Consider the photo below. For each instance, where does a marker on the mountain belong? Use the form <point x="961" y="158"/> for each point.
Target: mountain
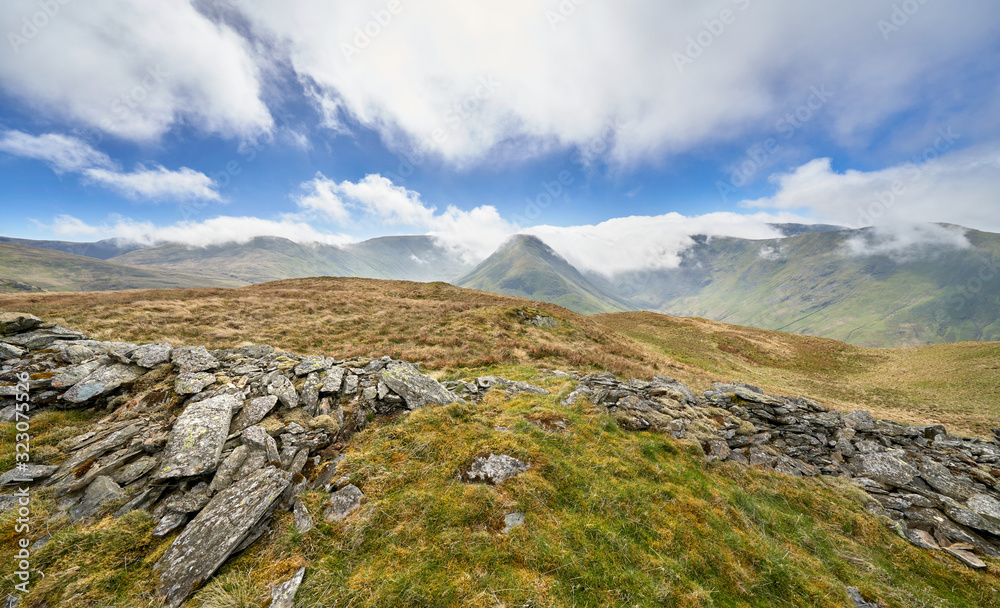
<point x="562" y="486"/>
<point x="813" y="284"/>
<point x="526" y="267"/>
<point x="101" y="250"/>
<point x="24" y="268"/>
<point x="261" y="259"/>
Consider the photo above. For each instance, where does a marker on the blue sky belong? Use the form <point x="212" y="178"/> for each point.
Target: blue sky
<point x="578" y="120"/>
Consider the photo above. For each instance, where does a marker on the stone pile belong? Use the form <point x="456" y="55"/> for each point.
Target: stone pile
<point x="939" y="491"/>
<point x="209" y="442"/>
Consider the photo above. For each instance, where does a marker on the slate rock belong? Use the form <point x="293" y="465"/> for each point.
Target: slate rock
<point x="884" y="468"/>
<point x="282" y="388"/>
<point x="17" y="322"/>
<point x="100" y="492"/>
<point x="343" y="502"/>
<point x="43" y="338"/>
<point x="195" y="443"/>
<point x="253" y="412"/>
<point x="216" y="532"/>
<point x="151" y="355"/>
<point x="494" y="469"/>
<point x="283" y="595"/>
<point x="9" y="351"/>
<point x="416" y="389"/>
<point x="193" y="359"/>
<point x="30" y="471"/>
<point x="310" y="364"/>
<point x="102" y="381"/>
<point x="332" y="380"/>
<point x="303" y="520"/>
<point x="193" y="382"/>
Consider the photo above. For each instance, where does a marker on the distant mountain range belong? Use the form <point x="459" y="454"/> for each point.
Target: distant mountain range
<point x="806" y="282"/>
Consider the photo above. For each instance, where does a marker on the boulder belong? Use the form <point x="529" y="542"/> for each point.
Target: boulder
<point x="9" y="351"/>
<point x="102" y="381"/>
<point x="343" y="502"/>
<point x="100" y="492"/>
<point x="151" y="355"/>
<point x="17" y="322"/>
<point x="494" y="469"/>
<point x="193" y="382"/>
<point x="195" y="443"/>
<point x="283" y="595"/>
<point x="253" y="412"/>
<point x="416" y="389"/>
<point x="29" y="471"/>
<point x="884" y="468"/>
<point x="216" y="532"/>
<point x="193" y="359"/>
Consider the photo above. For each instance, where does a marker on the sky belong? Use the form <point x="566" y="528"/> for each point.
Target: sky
<point x="613" y="130"/>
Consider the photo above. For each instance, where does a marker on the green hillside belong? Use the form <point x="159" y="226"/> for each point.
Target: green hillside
<point x="264" y="259"/>
<point x="808" y="284"/>
<point x="528" y="268"/>
<point x="24" y="268"/>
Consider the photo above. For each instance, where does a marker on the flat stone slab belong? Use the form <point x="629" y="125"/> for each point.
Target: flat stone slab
<point x="102" y="381"/>
<point x="283" y="595"/>
<point x="28" y="471"/>
<point x="195" y="443"/>
<point x="151" y="355"/>
<point x="494" y="469"/>
<point x="193" y="359"/>
<point x="416" y="389"/>
<point x="253" y="412"/>
<point x="17" y="322"/>
<point x="218" y="530"/>
<point x="193" y="382"/>
<point x="343" y="502"/>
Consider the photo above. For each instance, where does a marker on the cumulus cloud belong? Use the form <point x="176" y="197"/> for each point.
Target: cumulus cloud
<point x="650" y="242"/>
<point x="213" y="231"/>
<point x="131" y="69"/>
<point x="65" y="153"/>
<point x="431" y="75"/>
<point x="157" y="183"/>
<point x="472" y="234"/>
<point x="958" y="187"/>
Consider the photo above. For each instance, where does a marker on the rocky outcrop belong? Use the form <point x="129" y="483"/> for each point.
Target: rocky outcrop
<point x="210" y="443"/>
<point x="936" y="490"/>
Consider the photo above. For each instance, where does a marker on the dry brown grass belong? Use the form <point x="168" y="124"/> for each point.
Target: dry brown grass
<point x="446" y="328"/>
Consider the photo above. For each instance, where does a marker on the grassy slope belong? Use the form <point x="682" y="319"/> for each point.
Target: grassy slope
<point x="526" y="267"/>
<point x="811" y="287"/>
<point x="612" y="518"/>
<point x="59" y="271"/>
<point x="447" y="328"/>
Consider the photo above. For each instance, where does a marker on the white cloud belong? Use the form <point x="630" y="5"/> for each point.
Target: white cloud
<point x="417" y="76"/>
<point x="70" y="154"/>
<point x="650" y="242"/>
<point x="157" y="183"/>
<point x="959" y="188"/>
<point x="473" y="234"/>
<point x="213" y="231"/>
<point x="61" y="152"/>
<point x="131" y="69"/>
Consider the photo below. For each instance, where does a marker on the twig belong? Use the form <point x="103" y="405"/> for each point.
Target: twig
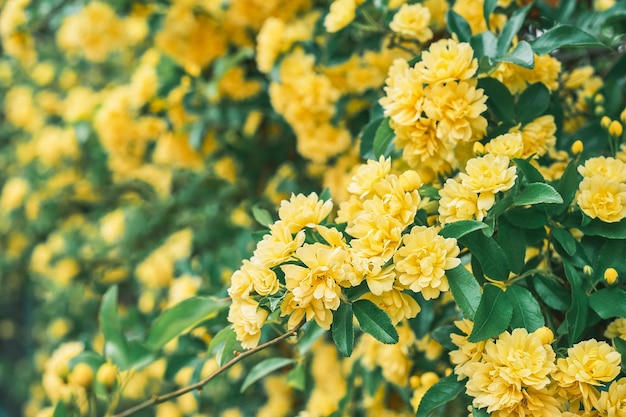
<point x="157" y="399"/>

══════════

* **WRITTEN TASK**: Print the full listing exactly, dropping the pictures.

* **PROBLEM SOLUTION**:
Consider the photo below. For each instance, where does a marker on the mountain belong? Use the form <point x="961" y="158"/> for each point.
Target: mountain
<point x="562" y="486"/>
<point x="813" y="284"/>
<point x="526" y="267"/>
<point x="101" y="250"/>
<point x="24" y="268"/>
<point x="261" y="259"/>
Consider the photo above. For each instance, where does a marker on the blue sky belong? Use the form <point x="212" y="178"/> for each point.
Target: blue sky
<point x="578" y="120"/>
Consider the photo above. For each instance, where does a marker on the stone pile belong? Use the form <point x="456" y="55"/> for each point.
Target: stone pile
<point x="939" y="491"/>
<point x="209" y="442"/>
Consider the photo above. For each instance, where does a marker on the slate rock belong? Use the form <point x="293" y="465"/> for each point.
Target: slate rock
<point x="884" y="468"/>
<point x="282" y="388"/>
<point x="17" y="322"/>
<point x="100" y="492"/>
<point x="343" y="502"/>
<point x="43" y="338"/>
<point x="195" y="443"/>
<point x="253" y="412"/>
<point x="216" y="532"/>
<point x="151" y="355"/>
<point x="494" y="469"/>
<point x="283" y="595"/>
<point x="9" y="351"/>
<point x="416" y="389"/>
<point x="193" y="359"/>
<point x="30" y="471"/>
<point x="310" y="364"/>
<point x="102" y="381"/>
<point x="332" y="380"/>
<point x="303" y="520"/>
<point x="193" y="382"/>
Consider the photo above. For each instance, where does a marker on the distant mountain range belong? Use the form <point x="459" y="454"/> for each point.
Target: distant mountain range
<point x="806" y="282"/>
Consider the photo above. For each instance, where does a marker on the boulder belong? Use the form <point x="529" y="542"/> for each point.
Target: boulder
<point x="9" y="351"/>
<point x="102" y="381"/>
<point x="343" y="502"/>
<point x="100" y="492"/>
<point x="151" y="355"/>
<point x="17" y="322"/>
<point x="494" y="469"/>
<point x="193" y="382"/>
<point x="195" y="443"/>
<point x="283" y="595"/>
<point x="253" y="412"/>
<point x="416" y="389"/>
<point x="29" y="471"/>
<point x="884" y="468"/>
<point x="216" y="532"/>
<point x="193" y="359"/>
Consider the photo above. For each instance, where does a marker on the sky belong? Use the form <point x="566" y="528"/> for each point.
Target: sky
<point x="613" y="130"/>
Consider the photo above. For each instance, where does a marker on the green hillside belong? Use the form <point x="159" y="226"/> for each point.
Target: green hillside
<point x="264" y="259"/>
<point x="808" y="284"/>
<point x="528" y="268"/>
<point x="24" y="268"/>
Consider the photo above. For each instance, where does a marker on the flat stone slab belong? Use the form <point x="629" y="125"/> for each point.
Target: flat stone slab
<point x="102" y="381"/>
<point x="283" y="595"/>
<point x="28" y="471"/>
<point x="195" y="443"/>
<point x="151" y="355"/>
<point x="494" y="469"/>
<point x="193" y="359"/>
<point x="416" y="389"/>
<point x="253" y="412"/>
<point x="17" y="322"/>
<point x="218" y="530"/>
<point x="193" y="382"/>
<point x="343" y="502"/>
Consider the photo above. For each instance, where does a marker on the cumulus cloud belong? Use the form <point x="176" y="197"/> for each point.
Target: cumulus cloud
<point x="650" y="242"/>
<point x="213" y="231"/>
<point x="131" y="69"/>
<point x="65" y="153"/>
<point x="431" y="75"/>
<point x="157" y="183"/>
<point x="472" y="234"/>
<point x="958" y="187"/>
Consider the photo above. For each instance, where does a marker on the rocky outcrop belong? Use the form <point x="129" y="483"/> for each point.
Target: rocky outcrop
<point x="210" y="443"/>
<point x="936" y="490"/>
Consider the photo above. For each instance, where does a marker on the dry brown grass belong? Use the form <point x="168" y="124"/> for each point.
Target: dry brown grass
<point x="446" y="328"/>
Consider the photo above. For each instance, where does a marker on the grassy slope belong? Use the form <point x="682" y="319"/> for each point.
Target: grassy slope
<point x="526" y="267"/>
<point x="811" y="287"/>
<point x="612" y="518"/>
<point x="59" y="271"/>
<point x="447" y="328"/>
Consider the photo above. For each instance, where does a marker on the white cloud belong? Use the form <point x="630" y="5"/> for each point.
Target: white cloud
<point x="417" y="76"/>
<point x="70" y="154"/>
<point x="650" y="242"/>
<point x="157" y="183"/>
<point x="959" y="188"/>
<point x="473" y="234"/>
<point x="213" y="231"/>
<point x="61" y="152"/>
<point x="131" y="69"/>
Consider the photo below. For each instance, where does a marker on the twig belong? Use the form <point x="103" y="405"/> for each point.
Target: twig
<point x="157" y="399"/>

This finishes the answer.